**MATERIAL PROVIDED**
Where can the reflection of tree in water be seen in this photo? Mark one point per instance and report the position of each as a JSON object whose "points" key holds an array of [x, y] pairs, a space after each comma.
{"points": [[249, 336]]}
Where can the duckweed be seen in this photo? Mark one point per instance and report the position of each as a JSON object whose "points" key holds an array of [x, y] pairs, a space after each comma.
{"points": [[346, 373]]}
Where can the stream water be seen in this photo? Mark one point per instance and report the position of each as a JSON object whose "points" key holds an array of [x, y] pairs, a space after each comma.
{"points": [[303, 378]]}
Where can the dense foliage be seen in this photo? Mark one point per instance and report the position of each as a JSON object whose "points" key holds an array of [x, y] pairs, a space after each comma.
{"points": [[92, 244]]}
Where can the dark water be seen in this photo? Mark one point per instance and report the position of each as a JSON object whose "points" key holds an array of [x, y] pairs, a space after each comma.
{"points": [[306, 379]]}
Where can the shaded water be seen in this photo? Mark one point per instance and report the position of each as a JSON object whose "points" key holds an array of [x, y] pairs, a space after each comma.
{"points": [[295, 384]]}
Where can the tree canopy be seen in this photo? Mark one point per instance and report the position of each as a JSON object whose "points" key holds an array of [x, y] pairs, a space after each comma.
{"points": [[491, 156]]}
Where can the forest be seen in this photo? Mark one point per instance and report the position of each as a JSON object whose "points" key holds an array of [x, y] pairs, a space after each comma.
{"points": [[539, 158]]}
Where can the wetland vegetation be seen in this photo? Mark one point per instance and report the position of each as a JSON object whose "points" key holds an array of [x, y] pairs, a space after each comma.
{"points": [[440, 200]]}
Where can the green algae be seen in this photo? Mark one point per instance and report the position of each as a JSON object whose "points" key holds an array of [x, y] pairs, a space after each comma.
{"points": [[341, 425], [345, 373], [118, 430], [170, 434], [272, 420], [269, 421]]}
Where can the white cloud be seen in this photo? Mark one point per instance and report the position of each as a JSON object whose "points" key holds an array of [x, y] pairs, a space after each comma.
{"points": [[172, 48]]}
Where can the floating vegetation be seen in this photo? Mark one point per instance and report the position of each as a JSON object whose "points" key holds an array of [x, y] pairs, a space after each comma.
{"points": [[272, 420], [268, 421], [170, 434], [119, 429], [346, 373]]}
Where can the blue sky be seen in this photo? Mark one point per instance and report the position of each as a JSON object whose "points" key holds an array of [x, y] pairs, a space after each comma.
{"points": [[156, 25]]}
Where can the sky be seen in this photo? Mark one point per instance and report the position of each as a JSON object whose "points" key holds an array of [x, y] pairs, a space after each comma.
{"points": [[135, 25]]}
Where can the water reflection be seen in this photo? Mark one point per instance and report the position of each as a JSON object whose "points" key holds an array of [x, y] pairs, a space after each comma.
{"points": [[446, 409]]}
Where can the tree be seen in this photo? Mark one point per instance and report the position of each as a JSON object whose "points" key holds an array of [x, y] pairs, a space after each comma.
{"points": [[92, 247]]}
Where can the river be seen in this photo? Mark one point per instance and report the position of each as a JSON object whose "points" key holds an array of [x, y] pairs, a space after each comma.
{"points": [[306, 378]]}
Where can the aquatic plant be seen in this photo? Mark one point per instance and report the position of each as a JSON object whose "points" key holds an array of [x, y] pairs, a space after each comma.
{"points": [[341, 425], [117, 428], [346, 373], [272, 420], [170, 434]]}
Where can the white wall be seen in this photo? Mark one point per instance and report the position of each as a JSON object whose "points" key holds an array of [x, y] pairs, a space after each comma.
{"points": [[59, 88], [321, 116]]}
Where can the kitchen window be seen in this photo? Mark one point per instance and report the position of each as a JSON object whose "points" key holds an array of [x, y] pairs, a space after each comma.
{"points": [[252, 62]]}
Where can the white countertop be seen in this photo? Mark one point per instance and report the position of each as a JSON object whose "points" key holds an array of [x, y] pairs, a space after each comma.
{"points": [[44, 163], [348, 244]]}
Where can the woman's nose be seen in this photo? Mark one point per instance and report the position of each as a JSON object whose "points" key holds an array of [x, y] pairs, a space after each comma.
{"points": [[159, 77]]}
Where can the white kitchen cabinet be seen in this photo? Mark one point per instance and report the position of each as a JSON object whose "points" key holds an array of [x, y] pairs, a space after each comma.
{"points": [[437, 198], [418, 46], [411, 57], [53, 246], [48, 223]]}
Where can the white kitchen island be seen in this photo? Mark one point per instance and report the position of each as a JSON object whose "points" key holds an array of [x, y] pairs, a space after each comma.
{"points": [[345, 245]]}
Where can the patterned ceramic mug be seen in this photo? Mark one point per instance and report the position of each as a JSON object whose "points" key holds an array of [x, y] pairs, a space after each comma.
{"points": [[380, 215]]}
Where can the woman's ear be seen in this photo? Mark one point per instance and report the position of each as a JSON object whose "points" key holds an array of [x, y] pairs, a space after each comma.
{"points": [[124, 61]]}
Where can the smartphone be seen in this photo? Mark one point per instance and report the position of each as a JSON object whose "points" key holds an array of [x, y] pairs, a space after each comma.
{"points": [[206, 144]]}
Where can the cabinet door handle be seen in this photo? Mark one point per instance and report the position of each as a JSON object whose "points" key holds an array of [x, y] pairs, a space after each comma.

**WORK TO COMPLETE**
Type out all of the material again, word for word.

**FINAL ANSWER**
Where can the reflection of tree in water be seen in this photo? Mark one point per instance and report the position of each as a JSON object whose "points" key holds an array of [x, y] pairs, a space after each comma.
{"points": [[249, 336]]}
Where can the duckweed be seen in this photo? Mark one point per instance and report the position of each as a JSON object whose "points" key holds an array of [x, y] pairs, a space after each comma.
{"points": [[346, 373]]}
Where can the stream water be seen in this photo? Mark one point per instance and report the position of each as a JSON object whose "points" key holds an array of [x, y] pairs, a space after each comma.
{"points": [[303, 378]]}
Where can the dense foliage be seen in this photo? Mark one point per instance and report the position of each as a JSON object whose "points" key holds an array of [x, y] pairs, a space after each comma.
{"points": [[92, 244]]}
Where can the dark water be seen in this photo? Mark one point per instance and report the position of each as a JSON object whose "points" key holds an array of [x, y] pairs, a space after each comma.
{"points": [[306, 379]]}
Where can the shaded water be seen in this photo? Mark one point per instance and report the position of each as a JSON object whose "points" key holds an array of [x, y] pairs, a space after each comma.
{"points": [[295, 384]]}
Where can the tree canopy be seen in this photo? Mark one point per instance and report the position of each as a JSON object whose "points" key holds an array of [x, y] pairs, a space after each comma.
{"points": [[491, 156]]}
Where can the forest be seen in this photo? Mark one point per instance and report the position of each as a JSON object whose "points" key holds an array of [x, y] pairs, a space after each comma.
{"points": [[539, 158]]}
Where can the wetland vegetation be seen in this photo? Mark one point per instance and report the position of each as a JSON object whose "points" key holds an array of [x, y] pairs, a space after each comma.
{"points": [[440, 200]]}
Where can the green algae be seen in this photo? Mark one point per instance and report the position of each as a JSON object whose "points" key holds an array of [x, y] pairs, a space after each comma.
{"points": [[341, 425], [345, 373], [118, 430], [170, 434], [272, 420], [269, 421]]}
Where can the white cloud be seen in this photo? Mark one point per instance and report the position of each as a JSON object whose "points" key holds an array of [x, y] pairs, a space after each comma.
{"points": [[172, 48]]}
Where can the floating vegetation be seen in this photo? Mark one point per instance and report the position of each as a JSON object whose "points" key holds an array of [x, y] pairs, a space after each comma.
{"points": [[272, 420], [268, 421], [170, 434], [119, 429], [346, 373]]}
Where can the blue sky be seen in this photo? Mark one point per instance and report the position of each as a JSON object whose "points" key holds an array of [x, y] pairs, a space after each comma.
{"points": [[156, 25]]}
Where can the sky be seen in this photo? Mark one point per instance and report the position of each as a JSON object whose "points" key holds an array of [x, y] pairs, a space after each comma.
{"points": [[135, 25]]}
Where can the water reflection be seen in this photo? Mark one point per instance and report the position of each as a JSON object whose "points" key holds an array of [x, y] pairs, a space after each comma.
{"points": [[446, 409]]}
Where can the tree be seen in this photo? Mark one point per instance and report the position of each as a JSON object whose "points" key holds an array of [x, y] pairs, a space after each comma.
{"points": [[92, 247]]}
Where can the river be seen in this photo? Mark one point per instance and report the position of each as a JSON object whose "points" key holds an array of [x, y] pairs, a space after each comma.
{"points": [[306, 378]]}
Where can the aquatic plant be seen in this photo? Mark one point per instance and report the position of each as a JSON object whose "points" key holds an array of [x, y] pairs, a space after each comma.
{"points": [[341, 425], [117, 428], [346, 373], [272, 420], [170, 434]]}
Where can the white wall be seen in this photo? Mark one point per instance and report the position of each as a JSON object whose "points" key holds an array of [x, y] pairs, a space after each comma.
{"points": [[59, 88], [321, 116]]}
Where can the kitchen window be seen in this photo? Mark one point per instance and report the position of each as a JSON object whose "points" key holds an array of [x, y] pairs, a space after each comma.
{"points": [[252, 62]]}
Where can the white countertop be seen in this photo? Mark one point per instance and report the position of each as a JSON object whose "points" key holds an array of [x, y] pairs, a space after each comma.
{"points": [[44, 163], [348, 244]]}
Where can the woman's nose be seen in this photo? Mark one point per instance and report the position of each as a JSON object whose "points" key holds an array of [x, y] pairs, a space after each comma.
{"points": [[159, 77]]}
Where can the white kitchen cabinet be seen in this photo? Mark one point per instance and report the position of each as a JSON object whose "points" key holds an array of [x, y] pairs, a space after each comma.
{"points": [[437, 198], [418, 46], [411, 57], [53, 246], [48, 223]]}
Where can the white kitchen island be seen in this photo? Mark one point per instance and report the position of each as a JSON object whose "points" key holds an array of [x, y] pairs, a space after each comma.
{"points": [[345, 245]]}
Where can the patterned ceramic mug be seen in this photo? Mark one point per instance and report the position of each as a JSON object whose "points" key holds an array of [x, y] pairs, a space after each comma.
{"points": [[380, 215]]}
Where can the woman's ear be seen in this photo? Mark one point per instance and report the position of each as a JSON object whose "points" key holds an array of [x, y] pairs, a space after each comma.
{"points": [[124, 61]]}
Where can the smartphone be seen in this photo? Mark one point per instance and report the position of each as a JSON object whose "points" key holds an array of [x, y] pairs, a space after each comma.
{"points": [[206, 144]]}
Where can the cabinet door handle be seen in this photo? Mark one point per instance and report the position of each as a JSON object whose "points" key holds an array of [x, y] pairs, a space after each comma.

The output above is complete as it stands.